Supplied data:
----------------

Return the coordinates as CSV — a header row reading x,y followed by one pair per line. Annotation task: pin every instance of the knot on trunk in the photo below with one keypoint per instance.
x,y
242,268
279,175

----------------

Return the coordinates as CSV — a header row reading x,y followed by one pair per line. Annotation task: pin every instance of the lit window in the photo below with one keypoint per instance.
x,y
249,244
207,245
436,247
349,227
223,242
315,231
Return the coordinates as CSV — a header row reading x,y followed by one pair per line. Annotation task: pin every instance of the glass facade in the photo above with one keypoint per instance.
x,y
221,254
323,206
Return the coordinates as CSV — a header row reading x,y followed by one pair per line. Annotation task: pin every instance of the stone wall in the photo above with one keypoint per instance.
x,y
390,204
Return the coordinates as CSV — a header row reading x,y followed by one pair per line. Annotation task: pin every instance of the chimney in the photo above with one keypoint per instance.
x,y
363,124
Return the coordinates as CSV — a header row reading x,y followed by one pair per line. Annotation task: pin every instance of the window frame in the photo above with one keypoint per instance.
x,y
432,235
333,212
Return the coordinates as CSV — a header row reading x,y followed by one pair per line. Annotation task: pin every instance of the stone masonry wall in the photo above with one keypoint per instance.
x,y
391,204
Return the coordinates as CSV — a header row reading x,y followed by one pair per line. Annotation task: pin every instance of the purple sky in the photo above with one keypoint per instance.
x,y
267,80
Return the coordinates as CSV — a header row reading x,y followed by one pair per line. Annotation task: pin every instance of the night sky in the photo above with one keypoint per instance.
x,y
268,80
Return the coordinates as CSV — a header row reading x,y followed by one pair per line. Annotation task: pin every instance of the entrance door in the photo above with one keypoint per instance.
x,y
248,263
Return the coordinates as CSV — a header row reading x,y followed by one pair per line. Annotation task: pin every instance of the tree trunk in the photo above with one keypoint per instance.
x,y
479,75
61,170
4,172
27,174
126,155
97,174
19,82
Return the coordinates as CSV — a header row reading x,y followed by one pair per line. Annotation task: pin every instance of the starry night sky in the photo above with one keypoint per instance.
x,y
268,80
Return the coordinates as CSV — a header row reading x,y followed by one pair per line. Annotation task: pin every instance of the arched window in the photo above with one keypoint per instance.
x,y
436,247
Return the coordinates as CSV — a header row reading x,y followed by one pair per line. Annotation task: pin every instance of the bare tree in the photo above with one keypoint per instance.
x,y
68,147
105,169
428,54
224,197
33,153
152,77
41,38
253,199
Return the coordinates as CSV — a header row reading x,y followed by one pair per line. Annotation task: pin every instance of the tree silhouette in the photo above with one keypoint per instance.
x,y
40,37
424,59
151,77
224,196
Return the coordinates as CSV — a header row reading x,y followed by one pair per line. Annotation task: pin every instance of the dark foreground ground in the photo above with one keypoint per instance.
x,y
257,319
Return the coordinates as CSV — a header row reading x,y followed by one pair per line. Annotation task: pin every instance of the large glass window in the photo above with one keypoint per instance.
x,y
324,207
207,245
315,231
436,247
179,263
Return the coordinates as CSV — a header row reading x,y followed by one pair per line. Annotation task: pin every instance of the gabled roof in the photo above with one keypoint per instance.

----------------

Stated exercise: Rewrite everything in the listing from the line containing "of the large" down to the line containing "of the gabled", with "Annotation task" changed to "Labeling task" and nothing else altered. Give only those lines.

Exercise result:
Return the coordinates as CSV — a header row reading x,y followed by one pair per line. Labeling task: pin every instance of the large glass window in the photo above with one keypoint per instance.
x,y
324,207
207,245
315,231
436,247
179,263
Return the coordinates as CSV — a header row reading x,y followed by one pair per line. Labeling task: pin every instance of the gabled roof in the photo above with one keypoint per instance.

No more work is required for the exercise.